> Required work:
In the warranty excerpt, what must Becton obtain from Biocircuits before returning a defective Instrument?

> Source extract:
────────────────

6.1.2 CARTRIDGES AND ACCESSORIES. Biocircuits warrants to Becton
that the Cartridges and Accessories provided to Becton by Biocircuits in
accordance with the terms hereof shall be (i) in compliance with the Product
Specifications; (ii) manufactured, packaged, labeled and stored in compliance
with the FD&C, cGMP and other applicable laws, rules and
[**] Confidential Treatment Requested
16.
regulations and (iii) free from defects in material and workmanship until the
expiration date, if any, on such Products.
6.1.3 REPAIR AND REPLACEMENT. Subject to the terms of Section
5.1.7 above, defective Products may be returned to Biocircuits for repair or
replacement. In the case of Instruments, prior to any such return, Becton
must first obtain a return of materials authorization (RMA) number from
Biocircuits. Any returned Instruments must be in their original packaging and
must be accompanied by the RMA number assigned to such return. Repair or
replacement of the defective Product at Biocircuits' discretion shall be
Becton's sole and exclusive remedy and Biocircuits' sole and exclusive
obligation for any breach of the foregoing warranty.
6.2 EXCLUSIONS. The above warranties shall not apply to any Product
which (a) has been altered, (b) has not been operated, repaired or maintained
in accordance with any handling, maintenance or operating instructions
supplied by Biocircuits or (c) has been subjected to unusual physical or
electrical stress, misuse, abuse, negligence or accident.

────────────────

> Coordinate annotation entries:

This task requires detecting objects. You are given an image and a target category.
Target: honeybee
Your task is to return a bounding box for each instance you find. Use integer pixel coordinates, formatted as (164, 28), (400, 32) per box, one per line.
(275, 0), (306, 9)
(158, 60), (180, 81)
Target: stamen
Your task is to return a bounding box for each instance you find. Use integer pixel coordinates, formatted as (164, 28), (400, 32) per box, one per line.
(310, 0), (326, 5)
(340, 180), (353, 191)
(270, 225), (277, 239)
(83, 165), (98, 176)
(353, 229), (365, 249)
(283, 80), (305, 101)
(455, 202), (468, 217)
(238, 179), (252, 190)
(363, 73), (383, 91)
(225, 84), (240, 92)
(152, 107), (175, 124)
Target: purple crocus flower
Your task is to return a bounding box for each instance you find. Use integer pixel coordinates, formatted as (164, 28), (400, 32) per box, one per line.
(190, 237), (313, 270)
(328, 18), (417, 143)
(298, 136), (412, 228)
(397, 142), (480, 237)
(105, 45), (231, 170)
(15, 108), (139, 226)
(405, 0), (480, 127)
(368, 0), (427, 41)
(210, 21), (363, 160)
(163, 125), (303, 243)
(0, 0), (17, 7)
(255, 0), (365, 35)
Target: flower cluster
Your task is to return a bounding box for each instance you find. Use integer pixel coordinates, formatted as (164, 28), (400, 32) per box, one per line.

────────────────

> Right answer:
A return of materials authorization (RMA) number.